_Task requirements:_
Transcribe every line of the items below word for word, omitting the pictures.

A block of data:

* BEGIN *

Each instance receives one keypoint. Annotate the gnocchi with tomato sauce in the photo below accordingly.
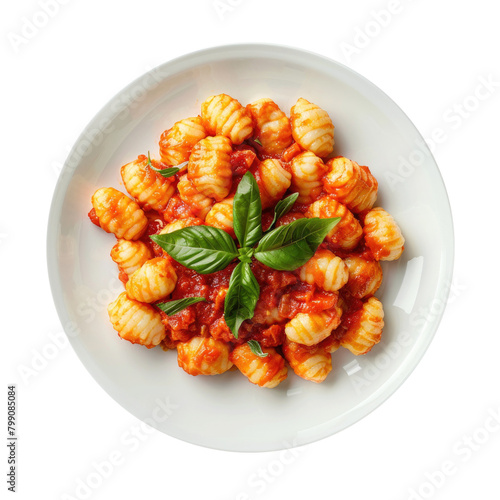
(302, 317)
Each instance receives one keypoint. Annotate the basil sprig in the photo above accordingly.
(247, 212)
(166, 172)
(288, 247)
(207, 249)
(204, 249)
(241, 298)
(174, 306)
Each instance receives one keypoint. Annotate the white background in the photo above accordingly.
(436, 437)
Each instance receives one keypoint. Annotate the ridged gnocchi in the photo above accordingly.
(299, 317)
(382, 235)
(272, 126)
(118, 214)
(264, 372)
(130, 255)
(136, 322)
(223, 115)
(177, 142)
(273, 181)
(351, 184)
(365, 276)
(209, 167)
(150, 190)
(365, 328)
(200, 204)
(154, 280)
(221, 216)
(203, 356)
(348, 232)
(307, 176)
(312, 328)
(325, 270)
(312, 128)
(310, 363)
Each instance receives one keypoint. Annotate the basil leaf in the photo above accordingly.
(204, 249)
(282, 208)
(247, 211)
(245, 254)
(241, 298)
(166, 172)
(256, 349)
(174, 306)
(288, 247)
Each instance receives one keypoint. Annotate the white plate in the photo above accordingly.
(227, 412)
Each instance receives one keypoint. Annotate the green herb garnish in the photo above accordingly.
(174, 306)
(166, 172)
(257, 349)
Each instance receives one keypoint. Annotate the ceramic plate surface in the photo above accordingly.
(227, 412)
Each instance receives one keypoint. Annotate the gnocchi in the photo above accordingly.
(154, 280)
(350, 184)
(310, 363)
(312, 128)
(209, 167)
(382, 235)
(136, 322)
(223, 115)
(272, 126)
(150, 190)
(118, 214)
(365, 328)
(203, 356)
(177, 142)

* END *

_Result:_
Each instance receives one keypoint. Annotate the gnocchi with tomato sauce in the photo below accordingly.
(302, 317)
Each instance receives one keypoint. Annotate the basil sprig in the photo above accordingly.
(247, 212)
(166, 172)
(288, 247)
(207, 249)
(204, 249)
(241, 298)
(174, 306)
Each instance receives one keypoint. Annotate the white background in the photo above accordingly.
(436, 437)
Each instance receives one keypoint. Annotate the ridged gnocchi in the photo above accordingly.
(299, 317)
(382, 235)
(272, 126)
(118, 214)
(264, 372)
(130, 255)
(136, 322)
(223, 115)
(177, 142)
(273, 181)
(351, 184)
(365, 276)
(209, 167)
(150, 190)
(365, 328)
(200, 204)
(154, 280)
(221, 216)
(203, 356)
(348, 232)
(307, 176)
(312, 328)
(325, 270)
(312, 128)
(310, 363)
Each instance receives one keypoint. Annotate the basil leaf in the photo above accordingly.
(204, 249)
(282, 208)
(247, 211)
(245, 254)
(241, 298)
(166, 172)
(256, 349)
(174, 306)
(288, 247)
Each instance receives one keypoint. Annotate the white plate in the photo above accordingly.
(227, 412)
Each instance receives one keypoint. Annotate the green herb garnish in the photo above accordingly.
(174, 306)
(166, 172)
(257, 349)
Each instance receives one keypoint. Annotate the ceramic plate surface in the photo above accordingly.
(227, 412)
Each instance receives one keypoint. Annotate the gnocchi in the photo above accordingly.
(154, 280)
(350, 184)
(310, 363)
(312, 128)
(209, 167)
(382, 235)
(136, 322)
(223, 115)
(272, 126)
(150, 190)
(118, 214)
(365, 328)
(203, 356)
(177, 142)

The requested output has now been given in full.